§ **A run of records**
——

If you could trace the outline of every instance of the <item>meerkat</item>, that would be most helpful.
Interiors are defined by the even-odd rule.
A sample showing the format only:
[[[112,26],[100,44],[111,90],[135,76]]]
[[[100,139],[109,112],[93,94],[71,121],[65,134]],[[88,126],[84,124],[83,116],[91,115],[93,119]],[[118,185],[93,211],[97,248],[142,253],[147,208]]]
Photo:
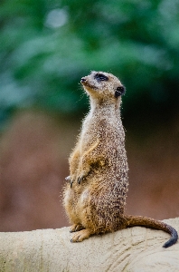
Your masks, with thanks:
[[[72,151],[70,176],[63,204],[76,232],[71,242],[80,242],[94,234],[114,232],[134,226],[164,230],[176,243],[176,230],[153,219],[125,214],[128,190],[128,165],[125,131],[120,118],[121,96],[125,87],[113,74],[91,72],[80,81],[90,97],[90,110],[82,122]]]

——

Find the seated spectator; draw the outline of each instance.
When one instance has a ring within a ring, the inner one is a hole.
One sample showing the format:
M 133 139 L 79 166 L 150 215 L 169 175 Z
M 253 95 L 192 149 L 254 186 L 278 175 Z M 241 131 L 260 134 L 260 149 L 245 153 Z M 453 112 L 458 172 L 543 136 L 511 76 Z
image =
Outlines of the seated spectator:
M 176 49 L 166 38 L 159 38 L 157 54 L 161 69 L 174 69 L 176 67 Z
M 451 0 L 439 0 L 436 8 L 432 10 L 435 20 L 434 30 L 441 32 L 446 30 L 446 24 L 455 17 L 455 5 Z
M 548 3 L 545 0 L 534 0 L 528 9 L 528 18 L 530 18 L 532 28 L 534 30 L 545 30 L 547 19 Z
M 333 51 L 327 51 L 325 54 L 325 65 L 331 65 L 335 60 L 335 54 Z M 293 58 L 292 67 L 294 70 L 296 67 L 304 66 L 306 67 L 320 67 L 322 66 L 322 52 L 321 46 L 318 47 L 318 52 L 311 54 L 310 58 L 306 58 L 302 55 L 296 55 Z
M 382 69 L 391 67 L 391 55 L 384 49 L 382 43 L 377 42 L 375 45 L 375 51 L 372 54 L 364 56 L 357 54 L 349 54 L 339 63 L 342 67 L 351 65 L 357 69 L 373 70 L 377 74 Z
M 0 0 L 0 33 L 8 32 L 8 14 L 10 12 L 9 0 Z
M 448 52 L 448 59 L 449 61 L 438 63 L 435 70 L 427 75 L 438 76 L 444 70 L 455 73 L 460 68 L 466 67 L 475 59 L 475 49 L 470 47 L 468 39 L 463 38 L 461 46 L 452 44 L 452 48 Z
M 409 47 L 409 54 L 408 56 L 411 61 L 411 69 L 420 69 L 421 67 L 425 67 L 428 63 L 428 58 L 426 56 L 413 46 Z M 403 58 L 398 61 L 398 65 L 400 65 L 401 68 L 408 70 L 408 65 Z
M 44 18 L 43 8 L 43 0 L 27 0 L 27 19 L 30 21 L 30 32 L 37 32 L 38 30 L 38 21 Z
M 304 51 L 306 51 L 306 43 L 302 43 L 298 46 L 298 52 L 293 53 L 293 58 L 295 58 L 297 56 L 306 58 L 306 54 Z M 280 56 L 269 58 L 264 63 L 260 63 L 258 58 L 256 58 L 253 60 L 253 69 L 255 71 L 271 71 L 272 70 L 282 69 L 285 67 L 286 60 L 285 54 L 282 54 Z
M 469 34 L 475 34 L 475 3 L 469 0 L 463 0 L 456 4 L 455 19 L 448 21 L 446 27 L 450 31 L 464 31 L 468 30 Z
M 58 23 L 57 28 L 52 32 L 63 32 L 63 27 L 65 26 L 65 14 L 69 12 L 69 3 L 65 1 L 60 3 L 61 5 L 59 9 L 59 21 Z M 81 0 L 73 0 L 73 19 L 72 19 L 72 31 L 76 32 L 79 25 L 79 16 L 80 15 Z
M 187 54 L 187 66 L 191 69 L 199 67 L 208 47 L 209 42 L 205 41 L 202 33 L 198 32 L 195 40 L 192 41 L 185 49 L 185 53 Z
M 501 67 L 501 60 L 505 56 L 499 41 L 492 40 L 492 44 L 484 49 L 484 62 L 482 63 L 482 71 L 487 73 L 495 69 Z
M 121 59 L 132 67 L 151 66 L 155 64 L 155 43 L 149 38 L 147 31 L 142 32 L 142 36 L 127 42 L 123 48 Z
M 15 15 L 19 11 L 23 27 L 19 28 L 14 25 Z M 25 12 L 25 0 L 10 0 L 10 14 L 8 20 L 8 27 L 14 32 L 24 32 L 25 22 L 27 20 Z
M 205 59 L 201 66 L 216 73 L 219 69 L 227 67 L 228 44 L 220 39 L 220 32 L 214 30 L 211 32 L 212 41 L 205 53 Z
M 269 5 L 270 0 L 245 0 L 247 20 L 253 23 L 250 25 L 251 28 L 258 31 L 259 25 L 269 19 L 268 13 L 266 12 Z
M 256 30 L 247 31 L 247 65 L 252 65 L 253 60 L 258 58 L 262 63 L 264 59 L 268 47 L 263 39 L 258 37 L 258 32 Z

——

§ **Problem requirements**
Please return every line of the listing above that contains the string "seated". Letter case matters.

§ **Task solution**
Find the seated spectator; draw the outline of each instance.
Outlines of the seated spectator:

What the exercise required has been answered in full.